*** Opening of Text section ***

Geneva Academy
16 June 2020
A two-day online expert meeting on gender-responsive cities closed last week a series of three online conferences on inclusive cities – co-organized by the Geneva Human Rights Platform, UN-Habitat, the Office of the UN High Commissioner for Human Rights and the Geneva Cities Hub – aimed at informing UN-Habitat Strategic Plan for 2020-2023.
About 80 gender experts – members of UN-Habitat Advisory Group on Gender (AGGI), local level politicians and activists, the CEDAW Chairperson Hillary Gbedemah and the City of Geneva Mayor Sami Kanaan – discussed gender equality at the local level and measures that local government could take towards this goal.
‘As Chair of AGGI, I want to highlight the importance of local leaders and authorities and their role in each territory, as highlighted by the current pandemic, which takes place in cities. Political leaders today are concerned with the immediate responses to the pandemic, but this is also an opportunity for radical changes. Making structural changes demands to feminize politics, to integrate gender in urban planning, to achieve the needed basic housing and infrastructures and social opportunities for all. To address these challenges, political leaders must gather different actors and social organizations, universities, feminists and grassroots groups to implement the emergency action that can lay the foundations for radical changes. AGGI is ready to advise UN-Habitat in this endeavour, this is our role’ stresses Ana Falu AGGI Chair and Emeritus Professor at the National University of Cordoba.
This series of three online conferences – financed by the Swedish International Development Agency (SIDA) through UN-Habitat – aims at developing operational documents to translate human rights standards at the city level for local governments, city-level practitioners and decision-makers, as well as national governments interested in local governance issues.
The outcome documents of these three conferences will be made available on this space.

*** Close of Text section ***

### Your assignment
From the Geneva Academy piece on the gender-responsive cities meeting, reproduce everything from "Geneva Academy" down to "towards this goal." verbatim. The material that comes next is not required for anything here.

*** Opening of Supplied data ***

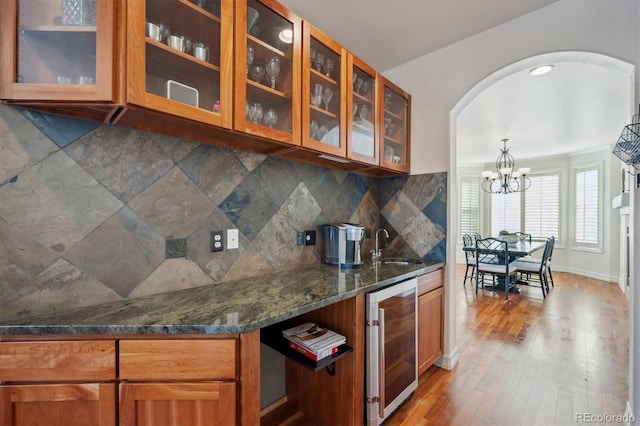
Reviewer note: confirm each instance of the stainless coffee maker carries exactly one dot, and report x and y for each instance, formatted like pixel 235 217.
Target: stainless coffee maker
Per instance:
pixel 342 245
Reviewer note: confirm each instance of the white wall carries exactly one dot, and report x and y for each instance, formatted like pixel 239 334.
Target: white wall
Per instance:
pixel 439 80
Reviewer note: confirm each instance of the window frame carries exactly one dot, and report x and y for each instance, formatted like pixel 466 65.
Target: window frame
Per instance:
pixel 551 172
pixel 597 247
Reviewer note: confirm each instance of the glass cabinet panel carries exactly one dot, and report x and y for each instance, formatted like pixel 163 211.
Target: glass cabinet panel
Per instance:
pixel 362 132
pixel 267 70
pixel 395 127
pixel 185 61
pixel 323 85
pixel 56 44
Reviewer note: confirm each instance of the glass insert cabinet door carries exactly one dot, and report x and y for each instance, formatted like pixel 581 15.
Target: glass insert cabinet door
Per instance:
pixel 50 49
pixel 323 92
pixel 395 126
pixel 180 58
pixel 362 132
pixel 267 72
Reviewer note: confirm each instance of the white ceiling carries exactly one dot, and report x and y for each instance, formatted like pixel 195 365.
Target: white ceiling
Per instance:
pixel 574 108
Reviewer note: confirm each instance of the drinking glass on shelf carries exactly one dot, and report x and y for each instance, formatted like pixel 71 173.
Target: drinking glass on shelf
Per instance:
pixel 255 113
pixel 357 84
pixel 250 56
pixel 316 96
pixel 312 56
pixel 273 70
pixel 319 61
pixel 327 94
pixel 271 117
pixel 363 112
pixel 328 66
pixel 314 129
pixel 257 73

*** Close of Supplied data ***

### Task response
Geneva Academy
16 June 2020
A two-day online expert meeting on gender-responsive cities closed last week a series of three online conferences on inclusive cities – co-organized by the Geneva Human Rights Platform, UN-Habitat, the Office of the UN High Commissioner for Human Rights and the Geneva Cities Hub – aimed at informing UN-Habitat Strategic Plan for 2020-2023.
About 80 gender experts – members of UN-Habitat Advisory Group on Gender (AGGI), local level politicians and activists, the CEDAW Chairperson Hillary Gbedemah and the City of Geneva Mayor Sami Kanaan – discussed gender equality at the local level and measures that local government could take towards this goal.